==== Extracted entries ====

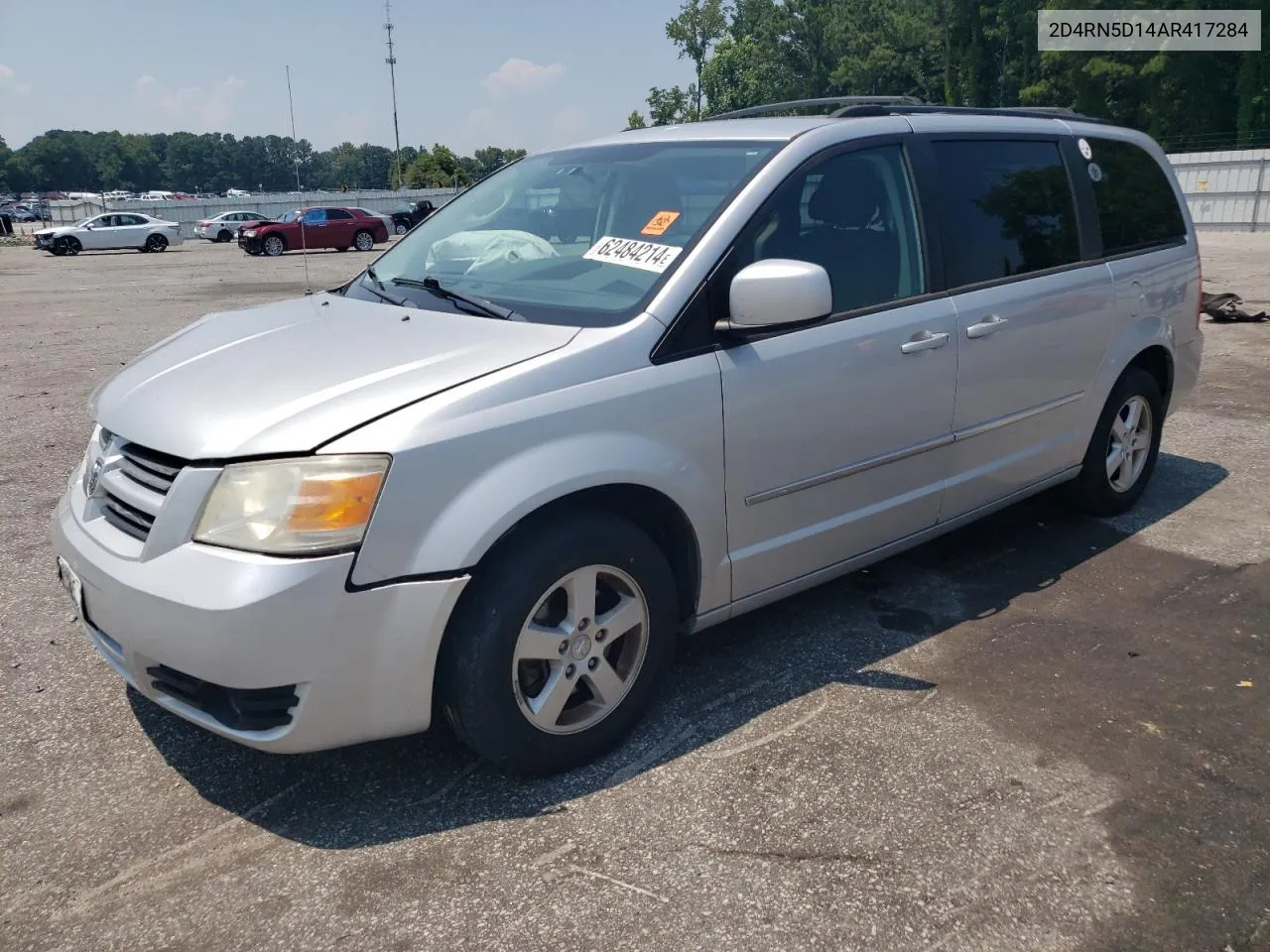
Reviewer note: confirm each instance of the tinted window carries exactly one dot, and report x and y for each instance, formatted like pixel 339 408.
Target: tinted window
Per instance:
pixel 853 216
pixel 1137 207
pixel 1007 209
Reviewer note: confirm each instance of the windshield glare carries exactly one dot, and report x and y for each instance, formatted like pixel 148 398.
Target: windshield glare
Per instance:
pixel 578 236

====

> **Instructions for the task**: For the word "Reviewer", tally the lines of the listing that include it and give the number alone.

> **Solved exercise**: 2